PROBLEM STATEMENT:
Transcribe each entry exactly, without pictures.

DATA FOR THIS EXERCISE:
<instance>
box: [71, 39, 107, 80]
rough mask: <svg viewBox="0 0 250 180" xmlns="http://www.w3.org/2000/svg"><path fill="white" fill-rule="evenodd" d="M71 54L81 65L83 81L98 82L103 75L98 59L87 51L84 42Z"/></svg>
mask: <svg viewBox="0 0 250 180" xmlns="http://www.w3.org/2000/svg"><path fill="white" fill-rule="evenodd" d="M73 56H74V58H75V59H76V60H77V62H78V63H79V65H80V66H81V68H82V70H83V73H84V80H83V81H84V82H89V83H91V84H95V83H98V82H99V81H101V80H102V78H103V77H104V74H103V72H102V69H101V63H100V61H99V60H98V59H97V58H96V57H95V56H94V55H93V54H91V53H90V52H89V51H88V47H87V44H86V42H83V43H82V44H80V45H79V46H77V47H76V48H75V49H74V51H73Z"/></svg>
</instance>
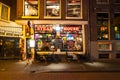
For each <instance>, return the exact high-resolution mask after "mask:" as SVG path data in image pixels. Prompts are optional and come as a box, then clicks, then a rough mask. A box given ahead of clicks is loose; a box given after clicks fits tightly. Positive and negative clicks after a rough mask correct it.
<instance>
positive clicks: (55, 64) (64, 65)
mask: <svg viewBox="0 0 120 80" xmlns="http://www.w3.org/2000/svg"><path fill="white" fill-rule="evenodd" d="M67 67H68V66H67V65H66V64H62V63H59V64H50V65H48V66H47V68H48V69H53V70H61V69H66V68H67Z"/></svg>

ANSWER BOX:
<instance>
box: [71, 39, 107, 80]
rough mask: <svg viewBox="0 0 250 180" xmlns="http://www.w3.org/2000/svg"><path fill="white" fill-rule="evenodd" d="M71 54L81 65L83 81L98 82L103 75L98 59L87 51L84 42Z"/></svg>
mask: <svg viewBox="0 0 250 180" xmlns="http://www.w3.org/2000/svg"><path fill="white" fill-rule="evenodd" d="M73 56H74V58H75V59H76V60H77V62H78V63H79V65H80V66H81V68H82V70H83V73H84V80H83V81H84V82H89V83H91V84H95V83H98V82H99V81H101V80H102V78H103V77H104V74H103V72H102V69H101V63H100V61H99V60H98V59H97V58H96V57H95V56H94V55H93V54H91V53H90V52H89V51H88V47H87V44H86V42H83V43H82V44H80V45H79V46H77V47H76V48H75V49H74V51H73Z"/></svg>
</instance>
For each <instance>, return the exact high-resolution mask after "mask:" as SVG path data in image pixels. Prompts are optional and come as a box, then clicks, then a rough mask. A box given ahead of clicks is loose; a box given after clicks fits tightly. Positive and negative clicks after a rough mask correct it.
<instance>
positive clicks: (55, 64) (64, 65)
mask: <svg viewBox="0 0 120 80" xmlns="http://www.w3.org/2000/svg"><path fill="white" fill-rule="evenodd" d="M67 67H68V66H67V65H66V64H62V63H59V64H50V65H48V66H47V68H48V69H53V70H61V69H66V68H67Z"/></svg>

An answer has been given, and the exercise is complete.